* SUPPLIED MATERIAL
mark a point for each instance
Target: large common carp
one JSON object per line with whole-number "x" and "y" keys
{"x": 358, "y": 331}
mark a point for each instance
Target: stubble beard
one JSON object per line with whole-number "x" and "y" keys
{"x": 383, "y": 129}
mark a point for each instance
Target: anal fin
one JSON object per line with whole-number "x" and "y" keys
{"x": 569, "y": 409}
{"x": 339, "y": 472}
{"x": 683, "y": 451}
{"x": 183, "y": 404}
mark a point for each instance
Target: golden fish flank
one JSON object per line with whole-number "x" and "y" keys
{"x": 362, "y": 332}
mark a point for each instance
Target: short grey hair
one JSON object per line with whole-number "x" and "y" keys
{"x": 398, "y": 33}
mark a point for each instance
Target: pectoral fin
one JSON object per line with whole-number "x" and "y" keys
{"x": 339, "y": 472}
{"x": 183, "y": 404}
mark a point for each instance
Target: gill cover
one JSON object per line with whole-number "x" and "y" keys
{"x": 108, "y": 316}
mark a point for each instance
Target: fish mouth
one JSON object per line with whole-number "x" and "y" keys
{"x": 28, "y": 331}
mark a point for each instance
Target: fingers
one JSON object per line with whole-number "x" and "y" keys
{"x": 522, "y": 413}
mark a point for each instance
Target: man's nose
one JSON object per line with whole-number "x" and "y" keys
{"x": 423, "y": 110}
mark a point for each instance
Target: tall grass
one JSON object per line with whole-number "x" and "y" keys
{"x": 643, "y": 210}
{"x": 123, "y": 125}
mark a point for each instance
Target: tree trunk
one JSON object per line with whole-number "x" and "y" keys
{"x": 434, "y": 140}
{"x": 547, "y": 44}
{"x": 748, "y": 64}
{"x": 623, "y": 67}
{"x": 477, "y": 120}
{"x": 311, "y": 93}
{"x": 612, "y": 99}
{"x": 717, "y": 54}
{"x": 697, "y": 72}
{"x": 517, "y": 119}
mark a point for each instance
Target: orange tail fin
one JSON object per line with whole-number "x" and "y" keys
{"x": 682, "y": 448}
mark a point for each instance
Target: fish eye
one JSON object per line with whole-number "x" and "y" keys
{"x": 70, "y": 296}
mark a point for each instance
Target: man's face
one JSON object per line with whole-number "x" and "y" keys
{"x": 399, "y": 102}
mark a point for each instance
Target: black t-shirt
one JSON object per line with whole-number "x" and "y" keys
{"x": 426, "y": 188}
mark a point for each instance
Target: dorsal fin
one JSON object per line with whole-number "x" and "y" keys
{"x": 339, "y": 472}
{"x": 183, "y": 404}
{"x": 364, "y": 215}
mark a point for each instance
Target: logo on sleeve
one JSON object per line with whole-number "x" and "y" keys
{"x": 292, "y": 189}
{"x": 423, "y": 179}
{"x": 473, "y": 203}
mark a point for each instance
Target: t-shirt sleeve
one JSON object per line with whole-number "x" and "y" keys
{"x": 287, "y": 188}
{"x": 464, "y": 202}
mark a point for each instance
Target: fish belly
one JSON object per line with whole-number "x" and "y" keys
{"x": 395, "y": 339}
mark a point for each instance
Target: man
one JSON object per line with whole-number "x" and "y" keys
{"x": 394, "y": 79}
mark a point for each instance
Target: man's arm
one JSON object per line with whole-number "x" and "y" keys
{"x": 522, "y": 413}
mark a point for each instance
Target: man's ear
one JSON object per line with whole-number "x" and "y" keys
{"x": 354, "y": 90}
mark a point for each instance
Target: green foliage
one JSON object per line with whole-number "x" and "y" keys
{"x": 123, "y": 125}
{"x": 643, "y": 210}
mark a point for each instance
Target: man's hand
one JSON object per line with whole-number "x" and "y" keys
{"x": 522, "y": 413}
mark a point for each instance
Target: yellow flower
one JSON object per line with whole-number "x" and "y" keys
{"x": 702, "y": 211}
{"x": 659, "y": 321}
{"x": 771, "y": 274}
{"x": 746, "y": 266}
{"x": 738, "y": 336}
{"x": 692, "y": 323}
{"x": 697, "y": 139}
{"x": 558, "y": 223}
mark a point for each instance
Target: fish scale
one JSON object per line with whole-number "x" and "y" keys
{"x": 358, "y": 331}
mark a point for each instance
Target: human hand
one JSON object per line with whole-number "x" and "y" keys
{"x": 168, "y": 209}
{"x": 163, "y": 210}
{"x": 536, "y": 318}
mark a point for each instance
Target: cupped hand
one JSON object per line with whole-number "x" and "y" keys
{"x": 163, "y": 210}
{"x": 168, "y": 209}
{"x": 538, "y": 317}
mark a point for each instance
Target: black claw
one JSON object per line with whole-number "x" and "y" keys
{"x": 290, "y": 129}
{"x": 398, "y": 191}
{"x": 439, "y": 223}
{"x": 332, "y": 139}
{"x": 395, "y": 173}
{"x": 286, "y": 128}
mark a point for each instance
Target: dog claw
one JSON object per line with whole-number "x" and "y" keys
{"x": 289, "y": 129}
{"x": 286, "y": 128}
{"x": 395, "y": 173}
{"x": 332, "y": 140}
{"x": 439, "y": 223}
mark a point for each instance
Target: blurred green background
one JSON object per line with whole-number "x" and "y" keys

* EXERCISE TASK
From the records above, please extract every line and repeat it exactly.

* EXERCISE SOLUTION
mark a point for each instance
Target: large common carp
one JSON object per line with whole-number "x" and "y" keys
{"x": 358, "y": 331}
mark a point for each instance
Target: stubble beard
one JSON object per line with whole-number "x" and "y" keys
{"x": 383, "y": 129}
mark a point for each instance
Target: anal fin
one JSON object per line with whole-number "x" and "y" keys
{"x": 569, "y": 409}
{"x": 339, "y": 472}
{"x": 683, "y": 451}
{"x": 183, "y": 404}
mark a point for each instance
Target: golden fish flank
one JSON object per line with whole-number "x" and "y" keys
{"x": 362, "y": 332}
mark a point for each instance
Target: short grey hair
one JSON object per line with whole-number "x" and "y" keys
{"x": 398, "y": 33}
mark a point for each instance
Target: pectoral fin
one JSON object per line with whole-number "x" and "y" keys
{"x": 339, "y": 472}
{"x": 183, "y": 404}
mark a point for each instance
Target: gill cover
one JSON object per line with whole-number "x" and "y" keys
{"x": 108, "y": 316}
mark a point for each instance
Target: fish mouth
one JSON object per line with whole-number "x" and "y" keys
{"x": 28, "y": 331}
mark a point for each instance
Target: fingers
one JSON object per line with whole-number "x" and "y" keys
{"x": 522, "y": 413}
mark a point for each instance
Target: man's nose
one JSON object per line with whole-number "x" and "y" keys
{"x": 423, "y": 110}
mark a point for each instance
Target: tall grass
one JSON object per line with whole-number "x" and "y" keys
{"x": 643, "y": 210}
{"x": 123, "y": 125}
mark a point for each instance
Target: tree trunk
one JSON object per line with whole-number "x" and "y" keys
{"x": 434, "y": 140}
{"x": 547, "y": 44}
{"x": 748, "y": 64}
{"x": 623, "y": 67}
{"x": 477, "y": 120}
{"x": 311, "y": 93}
{"x": 612, "y": 99}
{"x": 717, "y": 54}
{"x": 697, "y": 72}
{"x": 517, "y": 119}
mark a point for each instance
Target: orange tail fin
one JSON object per line with whole-number "x" and "y" keys
{"x": 682, "y": 448}
mark a point for each instance
Target: fish eye
one JSON object per line with whole-number "x" and "y" keys
{"x": 70, "y": 296}
mark a point for each instance
Target: man's face
one JSON object per line with whole-number "x" and "y" keys
{"x": 399, "y": 102}
mark a point for each instance
Target: black t-shirt
one JSON object per line with whole-number "x" and "y" keys
{"x": 426, "y": 188}
mark a point for each instance
Target: dorsal fin
one JSON object per line with whole-number "x" and "y" keys
{"x": 339, "y": 472}
{"x": 183, "y": 404}
{"x": 364, "y": 215}
mark a point for each instance
Target: logo on sleeve
one JSON object per line with whole-number "x" and "y" keys
{"x": 292, "y": 189}
{"x": 423, "y": 179}
{"x": 473, "y": 203}
mark a point for each instance
Target: t-shirt sleeve
one JSON object per line with whole-number "x" and "y" keys
{"x": 287, "y": 188}
{"x": 464, "y": 202}
mark a point for each instance
Target: fish belly
one JSON object per line with whole-number "x" and "y" keys
{"x": 395, "y": 339}
mark a point for each instance
Target: man
one JSON object per line with whole-number "x" and "y" keys
{"x": 394, "y": 79}
mark a point for each instance
Target: man's arm
one JSON object per line with whole-number "x" and "y" keys
{"x": 522, "y": 413}
mark a point for each instance
Target: man's ear
one JSON object per line with whole-number "x" and "y" keys
{"x": 354, "y": 90}
mark a point for each instance
Target: green foliage
one JSON object per line with whole-number "x" and "y" keys
{"x": 123, "y": 125}
{"x": 643, "y": 210}
mark a point for each instance
Target: man's hand
one JSON object per line with whole-number "x" and "y" keys
{"x": 522, "y": 413}
mark a point for each instance
Target: yellow flower
one JSON object per line with whole-number "x" and "y" keys
{"x": 702, "y": 211}
{"x": 659, "y": 321}
{"x": 771, "y": 274}
{"x": 746, "y": 266}
{"x": 738, "y": 336}
{"x": 692, "y": 323}
{"x": 697, "y": 139}
{"x": 558, "y": 223}
mark a point for each instance
Target: fish scale
one JSON object per line with whole-number "x" and "y" keys
{"x": 358, "y": 331}
mark a point for each instance
Target: human hand
one JSON object per line with whole-number "x" and "y" keys
{"x": 168, "y": 209}
{"x": 163, "y": 210}
{"x": 536, "y": 318}
mark a point for each instance
Target: cupped hand
one JSON object per line with whole-number "x" and "y" keys
{"x": 163, "y": 210}
{"x": 168, "y": 209}
{"x": 538, "y": 317}
mark a point for each instance
Target: black claw
one JSON object per line with whole-number "x" and "y" keys
{"x": 290, "y": 129}
{"x": 398, "y": 191}
{"x": 439, "y": 223}
{"x": 332, "y": 139}
{"x": 395, "y": 173}
{"x": 286, "y": 128}
mark a point for each instance
Target: dog claw
one JSON object per line with whole-number "x" and "y" keys
{"x": 289, "y": 129}
{"x": 286, "y": 128}
{"x": 395, "y": 173}
{"x": 332, "y": 140}
{"x": 439, "y": 223}
mark a point for each instance
Target: blurred green background
one JSON object per line with whole-number "x" and "y" keys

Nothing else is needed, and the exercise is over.